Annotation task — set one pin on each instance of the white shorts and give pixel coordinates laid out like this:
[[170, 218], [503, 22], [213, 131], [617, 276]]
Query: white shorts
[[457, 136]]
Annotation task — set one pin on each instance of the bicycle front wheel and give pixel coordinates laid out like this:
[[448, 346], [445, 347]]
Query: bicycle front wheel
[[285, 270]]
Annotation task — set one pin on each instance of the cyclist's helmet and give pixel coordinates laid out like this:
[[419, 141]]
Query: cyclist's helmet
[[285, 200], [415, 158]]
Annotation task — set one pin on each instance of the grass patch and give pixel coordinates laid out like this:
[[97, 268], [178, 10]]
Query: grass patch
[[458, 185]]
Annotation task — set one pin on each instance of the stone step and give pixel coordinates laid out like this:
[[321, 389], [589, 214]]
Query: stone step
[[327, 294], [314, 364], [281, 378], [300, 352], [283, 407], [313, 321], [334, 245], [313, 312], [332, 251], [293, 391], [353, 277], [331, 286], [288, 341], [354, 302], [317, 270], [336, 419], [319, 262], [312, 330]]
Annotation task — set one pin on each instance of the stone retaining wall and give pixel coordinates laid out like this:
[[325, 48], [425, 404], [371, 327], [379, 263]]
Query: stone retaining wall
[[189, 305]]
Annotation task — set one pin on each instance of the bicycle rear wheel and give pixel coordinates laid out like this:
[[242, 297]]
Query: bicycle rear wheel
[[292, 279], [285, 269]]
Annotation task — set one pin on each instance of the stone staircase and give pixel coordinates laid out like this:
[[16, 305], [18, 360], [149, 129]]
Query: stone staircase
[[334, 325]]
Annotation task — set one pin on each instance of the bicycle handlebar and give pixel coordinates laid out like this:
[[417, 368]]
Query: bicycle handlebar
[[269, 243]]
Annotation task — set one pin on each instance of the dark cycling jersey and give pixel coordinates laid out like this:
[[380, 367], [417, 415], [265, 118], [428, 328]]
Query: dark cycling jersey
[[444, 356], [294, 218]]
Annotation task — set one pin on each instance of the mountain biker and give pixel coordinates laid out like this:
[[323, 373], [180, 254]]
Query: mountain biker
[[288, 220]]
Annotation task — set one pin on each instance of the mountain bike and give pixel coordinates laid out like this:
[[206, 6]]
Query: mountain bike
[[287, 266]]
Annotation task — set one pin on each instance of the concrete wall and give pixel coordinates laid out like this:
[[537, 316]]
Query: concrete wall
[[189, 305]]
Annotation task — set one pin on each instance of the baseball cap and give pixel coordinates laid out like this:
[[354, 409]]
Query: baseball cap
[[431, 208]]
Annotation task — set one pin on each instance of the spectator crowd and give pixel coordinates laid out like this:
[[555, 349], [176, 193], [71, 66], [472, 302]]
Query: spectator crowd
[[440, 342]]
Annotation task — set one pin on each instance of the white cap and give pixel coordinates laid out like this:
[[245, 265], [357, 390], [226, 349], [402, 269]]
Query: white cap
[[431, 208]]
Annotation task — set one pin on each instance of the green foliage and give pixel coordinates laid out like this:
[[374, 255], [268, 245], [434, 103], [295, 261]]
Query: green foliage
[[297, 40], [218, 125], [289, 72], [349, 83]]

════

> [Exercise objective]: Set down every record above exactly as given.

> [Your solution]:
Annotation task — set one pin on each instance of the white shorts and give pixel coordinates laid out like this:
[[170, 218], [503, 22], [213, 131], [617, 276]]
Query: white shorts
[[457, 136]]
Annotation task — set one pin on each instance of the bicycle front wheel and give pixel coordinates laid out like this:
[[448, 346], [445, 347]]
Query: bicycle front wheel
[[285, 270]]
Annotation task — set one pin on each instance of the cyclist's helmet and give pixel coordinates laid out like this:
[[419, 141]]
Query: cyclist's helmet
[[285, 200], [415, 158]]
Annotation task — set one pin on each instance of the grass patch and give pixel coordinates laid out like this:
[[97, 268], [178, 10]]
Query: grass patch
[[458, 185]]
Annotation task — set one pin on each instance of the stone step and give pixel coordinates laid out like this:
[[321, 389], [589, 214]]
Query: stone step
[[327, 294], [314, 364], [281, 378], [300, 352], [283, 407], [313, 321], [334, 245], [313, 312], [332, 251], [293, 391], [353, 277], [331, 286], [288, 341], [354, 302], [317, 270], [336, 419], [319, 262], [312, 330]]
Annotation task — set one pin on each instance of the stone retaining wall and give pixel coordinates laid out like this:
[[325, 48], [425, 404], [371, 327], [379, 263]]
Query: stone retaining wall
[[189, 305]]
Annotation task — set one pin on each instance of the bicycle rear wheel and give pixel coordinates laid out like this:
[[242, 297]]
Query: bicycle rear wheel
[[292, 279], [285, 269]]
Annotation task — set one pin on each instance of the stone staircase and give pixel coordinates laid out like this:
[[16, 305], [18, 360], [149, 129]]
Query: stone staircase
[[334, 325]]
Annotation task — set one pin on each instance of the bicycle handlebar and give pixel coordinates laid out like this:
[[417, 368]]
Query: bicycle handlebar
[[269, 243]]
Annotation task — set one pin on each instance of the dark cycling jersey and give pixel coordinates laid out like this:
[[380, 367], [417, 415], [265, 118], [428, 328]]
Query: dark cycling jersey
[[444, 356], [294, 218]]
Annotation task — set one pin on each instance of the mountain biker and give pixel coordinates laid out like this:
[[323, 373], [180, 254]]
Query: mountain biker
[[288, 220]]
Annotation task — set one pin on each instance of the mountain bike and give pixel coordinates laid out like this:
[[206, 6]]
Query: mountain bike
[[287, 266]]
Annotation task — set one pin on each instance of the concrete wall and give pixel coordinates laid out like this:
[[537, 316]]
Query: concrete wall
[[189, 305]]
Annotation task — set one pin on each instance of the baseball cap and give pixel coordinates laid out like this:
[[354, 409]]
Query: baseball cap
[[431, 208]]
Annotation task — set one pin on each instance of the spectator crowd and give pixel coordinates laid out like this:
[[555, 349], [176, 193], [71, 66], [472, 302]]
Query: spectator crowd
[[440, 342]]
Annotation task — set one pin on each instance of the white cap and give pixel coordinates laid out like this:
[[245, 265], [357, 390], [226, 349], [402, 269]]
Query: white cap
[[431, 208]]
Annotation task — set one pin on each instance of the green foliage and give pixel coordinates laid out like this:
[[374, 255], [268, 245], [434, 103], [295, 261]]
Query: green foliage
[[297, 40], [218, 125], [289, 72], [349, 83]]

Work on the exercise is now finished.